**Given task:** Reproduce the data starting with the line that contains "Note to the class: locate the girl's face" and going on through the line that contains "<point>317,153</point>", with both of those lines included. Leave the pictures out of your copy.
start Material for the task
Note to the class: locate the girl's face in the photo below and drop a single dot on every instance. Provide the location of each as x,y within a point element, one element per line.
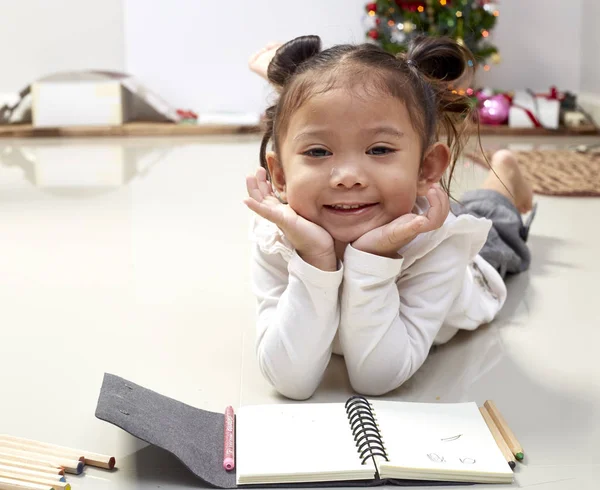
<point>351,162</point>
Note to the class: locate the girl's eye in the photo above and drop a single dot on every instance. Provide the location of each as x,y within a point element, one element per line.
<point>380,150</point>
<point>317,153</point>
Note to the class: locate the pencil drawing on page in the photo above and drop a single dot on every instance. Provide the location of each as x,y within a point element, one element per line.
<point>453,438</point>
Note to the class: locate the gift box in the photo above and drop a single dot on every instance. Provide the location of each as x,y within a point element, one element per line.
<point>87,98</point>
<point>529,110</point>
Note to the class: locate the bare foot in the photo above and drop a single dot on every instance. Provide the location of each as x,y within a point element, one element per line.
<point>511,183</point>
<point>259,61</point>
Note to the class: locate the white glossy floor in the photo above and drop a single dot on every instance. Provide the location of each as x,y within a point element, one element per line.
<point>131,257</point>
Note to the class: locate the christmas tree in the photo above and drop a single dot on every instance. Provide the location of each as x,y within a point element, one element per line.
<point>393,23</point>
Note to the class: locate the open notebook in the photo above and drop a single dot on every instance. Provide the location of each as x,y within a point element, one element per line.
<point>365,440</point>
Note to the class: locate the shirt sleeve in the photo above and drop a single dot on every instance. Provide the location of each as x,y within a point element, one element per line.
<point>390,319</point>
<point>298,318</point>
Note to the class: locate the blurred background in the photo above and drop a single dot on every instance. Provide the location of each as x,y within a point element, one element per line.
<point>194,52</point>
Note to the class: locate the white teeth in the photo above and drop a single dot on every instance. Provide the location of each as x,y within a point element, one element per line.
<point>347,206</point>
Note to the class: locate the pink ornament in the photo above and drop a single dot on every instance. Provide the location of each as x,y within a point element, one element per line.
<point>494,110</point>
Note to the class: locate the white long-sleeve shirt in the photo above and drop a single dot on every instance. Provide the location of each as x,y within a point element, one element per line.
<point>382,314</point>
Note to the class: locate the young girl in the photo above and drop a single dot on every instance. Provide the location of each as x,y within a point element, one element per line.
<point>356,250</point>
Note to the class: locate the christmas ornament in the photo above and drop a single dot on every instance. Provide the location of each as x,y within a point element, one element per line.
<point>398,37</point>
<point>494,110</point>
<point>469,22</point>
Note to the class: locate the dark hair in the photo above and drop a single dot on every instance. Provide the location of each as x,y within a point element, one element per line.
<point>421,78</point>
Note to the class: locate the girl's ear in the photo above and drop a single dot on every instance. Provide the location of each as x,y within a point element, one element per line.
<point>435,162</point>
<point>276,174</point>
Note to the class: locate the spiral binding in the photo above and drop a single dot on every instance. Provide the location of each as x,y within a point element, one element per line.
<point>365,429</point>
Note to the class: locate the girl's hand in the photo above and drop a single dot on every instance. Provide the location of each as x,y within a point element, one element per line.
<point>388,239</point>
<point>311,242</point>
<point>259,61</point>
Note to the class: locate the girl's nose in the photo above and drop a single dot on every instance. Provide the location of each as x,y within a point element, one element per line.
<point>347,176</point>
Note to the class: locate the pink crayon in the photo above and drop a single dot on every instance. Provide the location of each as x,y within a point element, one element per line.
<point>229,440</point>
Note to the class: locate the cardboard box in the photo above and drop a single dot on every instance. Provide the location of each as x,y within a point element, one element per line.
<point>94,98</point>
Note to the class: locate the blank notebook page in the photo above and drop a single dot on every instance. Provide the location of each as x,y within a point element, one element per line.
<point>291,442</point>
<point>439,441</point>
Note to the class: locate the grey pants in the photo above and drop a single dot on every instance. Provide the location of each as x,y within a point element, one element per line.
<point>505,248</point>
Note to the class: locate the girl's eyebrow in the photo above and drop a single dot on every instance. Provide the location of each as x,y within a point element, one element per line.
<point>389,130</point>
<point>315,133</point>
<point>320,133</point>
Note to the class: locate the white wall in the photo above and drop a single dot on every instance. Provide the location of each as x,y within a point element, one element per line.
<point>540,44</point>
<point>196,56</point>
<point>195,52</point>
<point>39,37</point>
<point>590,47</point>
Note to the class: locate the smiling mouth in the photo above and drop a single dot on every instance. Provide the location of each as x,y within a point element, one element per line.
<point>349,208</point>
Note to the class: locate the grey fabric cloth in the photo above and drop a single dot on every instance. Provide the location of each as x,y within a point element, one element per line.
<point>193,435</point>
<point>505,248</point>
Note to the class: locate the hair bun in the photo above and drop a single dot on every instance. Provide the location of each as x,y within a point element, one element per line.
end Material for the task
start Material for the task
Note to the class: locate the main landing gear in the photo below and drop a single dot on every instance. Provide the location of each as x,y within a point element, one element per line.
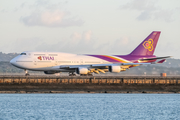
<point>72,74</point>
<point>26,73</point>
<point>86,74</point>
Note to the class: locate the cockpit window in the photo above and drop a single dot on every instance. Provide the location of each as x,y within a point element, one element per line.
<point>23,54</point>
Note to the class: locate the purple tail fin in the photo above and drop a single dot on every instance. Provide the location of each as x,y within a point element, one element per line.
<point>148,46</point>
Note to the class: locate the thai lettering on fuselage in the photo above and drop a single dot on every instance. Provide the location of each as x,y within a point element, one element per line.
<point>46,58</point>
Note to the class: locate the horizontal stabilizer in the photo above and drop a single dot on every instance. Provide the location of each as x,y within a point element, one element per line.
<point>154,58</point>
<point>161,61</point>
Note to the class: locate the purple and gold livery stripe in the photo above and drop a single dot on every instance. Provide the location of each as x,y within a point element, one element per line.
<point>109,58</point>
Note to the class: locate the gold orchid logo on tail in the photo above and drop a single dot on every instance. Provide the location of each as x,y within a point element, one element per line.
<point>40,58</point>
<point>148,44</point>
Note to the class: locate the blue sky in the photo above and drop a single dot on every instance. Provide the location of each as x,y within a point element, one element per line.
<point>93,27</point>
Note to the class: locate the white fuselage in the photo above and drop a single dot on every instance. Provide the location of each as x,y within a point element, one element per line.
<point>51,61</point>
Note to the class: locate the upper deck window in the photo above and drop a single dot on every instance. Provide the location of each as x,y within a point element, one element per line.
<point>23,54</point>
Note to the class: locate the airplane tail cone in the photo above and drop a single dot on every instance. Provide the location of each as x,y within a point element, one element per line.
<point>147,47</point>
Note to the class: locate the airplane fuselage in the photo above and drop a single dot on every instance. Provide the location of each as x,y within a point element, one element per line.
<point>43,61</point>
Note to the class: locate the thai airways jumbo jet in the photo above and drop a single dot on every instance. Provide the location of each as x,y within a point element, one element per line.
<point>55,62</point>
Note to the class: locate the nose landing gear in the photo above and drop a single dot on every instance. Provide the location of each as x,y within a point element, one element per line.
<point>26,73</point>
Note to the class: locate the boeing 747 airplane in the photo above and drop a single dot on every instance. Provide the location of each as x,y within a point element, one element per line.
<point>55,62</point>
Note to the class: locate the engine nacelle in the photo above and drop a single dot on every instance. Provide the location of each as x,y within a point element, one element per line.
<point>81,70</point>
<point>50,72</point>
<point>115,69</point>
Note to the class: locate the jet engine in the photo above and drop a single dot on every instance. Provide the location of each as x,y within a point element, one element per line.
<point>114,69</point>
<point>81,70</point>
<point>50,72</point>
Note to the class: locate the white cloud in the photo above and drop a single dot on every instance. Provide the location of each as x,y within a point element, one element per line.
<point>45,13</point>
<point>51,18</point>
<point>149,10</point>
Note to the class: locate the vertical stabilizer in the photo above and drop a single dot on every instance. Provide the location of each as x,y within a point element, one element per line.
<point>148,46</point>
end Material for the task
start Material for the task
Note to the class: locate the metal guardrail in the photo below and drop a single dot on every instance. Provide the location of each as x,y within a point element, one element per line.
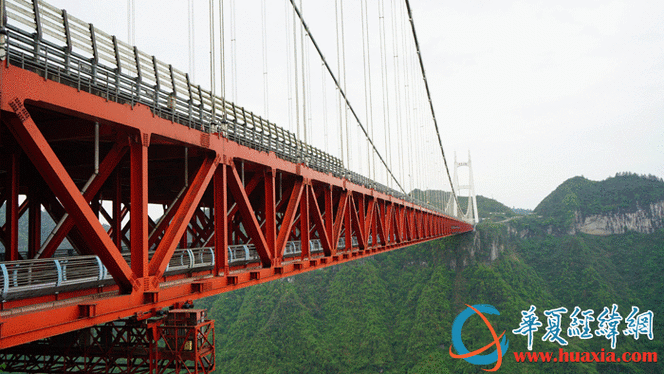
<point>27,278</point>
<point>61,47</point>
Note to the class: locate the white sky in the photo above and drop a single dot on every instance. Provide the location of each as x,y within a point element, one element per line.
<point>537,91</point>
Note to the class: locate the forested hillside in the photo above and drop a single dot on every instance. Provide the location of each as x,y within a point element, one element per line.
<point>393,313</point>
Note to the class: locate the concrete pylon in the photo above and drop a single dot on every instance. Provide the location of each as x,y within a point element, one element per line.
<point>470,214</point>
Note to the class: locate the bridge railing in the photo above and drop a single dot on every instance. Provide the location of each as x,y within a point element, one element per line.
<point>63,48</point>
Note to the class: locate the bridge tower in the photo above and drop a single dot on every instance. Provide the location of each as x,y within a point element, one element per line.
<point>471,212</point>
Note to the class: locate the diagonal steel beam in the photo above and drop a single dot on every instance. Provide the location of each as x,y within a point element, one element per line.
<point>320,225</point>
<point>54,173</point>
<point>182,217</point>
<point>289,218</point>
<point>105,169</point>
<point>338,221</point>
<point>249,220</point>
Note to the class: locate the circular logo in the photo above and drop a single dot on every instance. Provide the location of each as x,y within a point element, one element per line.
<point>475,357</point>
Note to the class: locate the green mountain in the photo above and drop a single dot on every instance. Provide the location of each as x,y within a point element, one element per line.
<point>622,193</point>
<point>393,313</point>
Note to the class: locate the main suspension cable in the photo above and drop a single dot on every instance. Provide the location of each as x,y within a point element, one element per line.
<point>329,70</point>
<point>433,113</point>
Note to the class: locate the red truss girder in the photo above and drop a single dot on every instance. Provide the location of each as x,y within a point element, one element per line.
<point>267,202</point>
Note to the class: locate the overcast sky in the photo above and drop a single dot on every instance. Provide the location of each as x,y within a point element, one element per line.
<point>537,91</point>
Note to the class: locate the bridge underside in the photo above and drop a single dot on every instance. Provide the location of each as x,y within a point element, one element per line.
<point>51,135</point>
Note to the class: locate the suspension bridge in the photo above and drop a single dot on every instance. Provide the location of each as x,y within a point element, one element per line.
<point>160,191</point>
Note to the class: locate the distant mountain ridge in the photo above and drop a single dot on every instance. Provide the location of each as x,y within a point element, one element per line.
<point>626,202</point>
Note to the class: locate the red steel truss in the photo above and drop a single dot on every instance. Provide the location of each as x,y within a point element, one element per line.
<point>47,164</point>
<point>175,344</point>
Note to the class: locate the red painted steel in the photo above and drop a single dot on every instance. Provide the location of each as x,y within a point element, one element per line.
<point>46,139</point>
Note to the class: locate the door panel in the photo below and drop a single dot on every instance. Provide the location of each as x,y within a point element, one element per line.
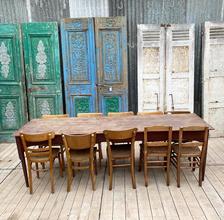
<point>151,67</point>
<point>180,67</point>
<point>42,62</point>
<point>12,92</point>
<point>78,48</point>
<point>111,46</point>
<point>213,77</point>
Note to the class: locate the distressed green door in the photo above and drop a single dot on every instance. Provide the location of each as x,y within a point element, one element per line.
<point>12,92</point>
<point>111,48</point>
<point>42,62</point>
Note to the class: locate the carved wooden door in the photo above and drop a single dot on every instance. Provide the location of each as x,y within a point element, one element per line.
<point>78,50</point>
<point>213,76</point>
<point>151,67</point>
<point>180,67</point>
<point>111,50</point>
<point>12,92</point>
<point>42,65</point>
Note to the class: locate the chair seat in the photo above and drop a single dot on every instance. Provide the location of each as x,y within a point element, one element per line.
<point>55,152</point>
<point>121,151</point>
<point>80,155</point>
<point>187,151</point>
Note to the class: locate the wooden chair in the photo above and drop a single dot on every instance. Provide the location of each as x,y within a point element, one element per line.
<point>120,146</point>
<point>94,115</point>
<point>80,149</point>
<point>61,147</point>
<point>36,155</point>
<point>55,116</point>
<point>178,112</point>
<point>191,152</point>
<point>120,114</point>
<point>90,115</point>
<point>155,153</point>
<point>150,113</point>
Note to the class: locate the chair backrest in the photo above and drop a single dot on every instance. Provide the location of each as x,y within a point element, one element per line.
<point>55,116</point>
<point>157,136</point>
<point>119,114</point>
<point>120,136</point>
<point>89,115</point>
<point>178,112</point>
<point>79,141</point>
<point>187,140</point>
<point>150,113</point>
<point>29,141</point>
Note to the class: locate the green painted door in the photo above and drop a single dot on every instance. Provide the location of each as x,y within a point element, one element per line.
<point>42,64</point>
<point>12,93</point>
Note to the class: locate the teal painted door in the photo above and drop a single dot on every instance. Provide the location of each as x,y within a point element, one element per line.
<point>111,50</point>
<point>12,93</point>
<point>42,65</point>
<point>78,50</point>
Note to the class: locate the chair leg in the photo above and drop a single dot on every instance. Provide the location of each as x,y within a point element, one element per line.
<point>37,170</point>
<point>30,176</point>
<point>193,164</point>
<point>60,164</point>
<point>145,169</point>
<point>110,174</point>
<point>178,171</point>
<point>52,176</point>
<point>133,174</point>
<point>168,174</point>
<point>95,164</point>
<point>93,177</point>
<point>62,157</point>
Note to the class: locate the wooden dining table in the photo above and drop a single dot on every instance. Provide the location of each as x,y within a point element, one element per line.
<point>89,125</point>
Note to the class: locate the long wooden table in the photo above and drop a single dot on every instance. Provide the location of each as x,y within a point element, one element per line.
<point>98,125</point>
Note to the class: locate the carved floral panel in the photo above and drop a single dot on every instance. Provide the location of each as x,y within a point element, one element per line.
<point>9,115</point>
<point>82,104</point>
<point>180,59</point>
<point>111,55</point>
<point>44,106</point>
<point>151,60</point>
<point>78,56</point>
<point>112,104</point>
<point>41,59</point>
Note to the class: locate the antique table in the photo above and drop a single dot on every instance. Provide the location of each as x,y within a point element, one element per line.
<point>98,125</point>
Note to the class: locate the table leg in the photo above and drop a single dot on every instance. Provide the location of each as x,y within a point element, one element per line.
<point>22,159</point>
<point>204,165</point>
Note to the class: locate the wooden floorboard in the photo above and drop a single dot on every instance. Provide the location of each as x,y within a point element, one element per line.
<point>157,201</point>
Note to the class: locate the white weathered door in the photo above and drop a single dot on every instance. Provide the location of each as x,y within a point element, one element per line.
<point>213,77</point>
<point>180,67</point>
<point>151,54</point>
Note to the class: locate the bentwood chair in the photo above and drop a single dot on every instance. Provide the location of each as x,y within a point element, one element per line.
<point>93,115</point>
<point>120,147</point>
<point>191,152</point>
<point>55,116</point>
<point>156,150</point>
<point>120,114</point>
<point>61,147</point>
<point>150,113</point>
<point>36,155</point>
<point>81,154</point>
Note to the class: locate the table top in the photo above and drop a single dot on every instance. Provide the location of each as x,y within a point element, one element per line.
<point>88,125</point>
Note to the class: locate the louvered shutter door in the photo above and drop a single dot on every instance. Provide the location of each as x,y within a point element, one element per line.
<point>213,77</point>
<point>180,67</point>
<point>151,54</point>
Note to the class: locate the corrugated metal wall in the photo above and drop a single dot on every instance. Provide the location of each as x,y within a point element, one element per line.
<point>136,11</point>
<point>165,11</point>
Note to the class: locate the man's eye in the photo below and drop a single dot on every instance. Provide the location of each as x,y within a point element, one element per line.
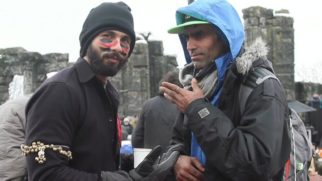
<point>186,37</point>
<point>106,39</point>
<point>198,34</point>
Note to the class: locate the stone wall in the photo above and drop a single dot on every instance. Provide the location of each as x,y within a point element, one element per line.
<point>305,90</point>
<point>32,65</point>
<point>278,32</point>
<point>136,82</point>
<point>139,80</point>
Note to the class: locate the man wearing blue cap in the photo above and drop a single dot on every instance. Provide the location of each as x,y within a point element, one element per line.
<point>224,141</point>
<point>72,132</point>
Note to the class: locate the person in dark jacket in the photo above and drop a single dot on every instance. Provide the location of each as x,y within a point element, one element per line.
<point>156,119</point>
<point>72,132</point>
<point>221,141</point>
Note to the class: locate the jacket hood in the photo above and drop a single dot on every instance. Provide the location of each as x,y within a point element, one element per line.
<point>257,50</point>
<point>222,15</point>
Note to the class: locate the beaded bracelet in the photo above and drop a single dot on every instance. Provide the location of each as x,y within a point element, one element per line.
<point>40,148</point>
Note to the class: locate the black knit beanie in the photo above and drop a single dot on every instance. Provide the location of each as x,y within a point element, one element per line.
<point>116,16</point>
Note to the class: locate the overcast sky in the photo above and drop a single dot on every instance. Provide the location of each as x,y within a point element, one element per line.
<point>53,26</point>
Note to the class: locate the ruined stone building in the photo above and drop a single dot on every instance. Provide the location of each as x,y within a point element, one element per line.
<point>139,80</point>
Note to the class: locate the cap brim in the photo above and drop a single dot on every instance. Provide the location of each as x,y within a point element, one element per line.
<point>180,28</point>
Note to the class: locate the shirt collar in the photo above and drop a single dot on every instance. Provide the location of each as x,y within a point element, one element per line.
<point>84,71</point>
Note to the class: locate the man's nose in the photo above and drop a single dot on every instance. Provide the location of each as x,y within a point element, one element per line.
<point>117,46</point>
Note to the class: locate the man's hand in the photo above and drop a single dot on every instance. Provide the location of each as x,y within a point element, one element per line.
end Material for the task
**The completed task:**
Note to the class: locate the girl's face in the photo below and drop a single dot on every instance. Provide the location of each as x,y within a point element, one element per line.
<point>351,162</point>
Note to the class: locate the girl's eye in the photo above and drop a single dot on every instance. Provide the location of each as x,y within a point element, one element per line.
<point>380,150</point>
<point>317,153</point>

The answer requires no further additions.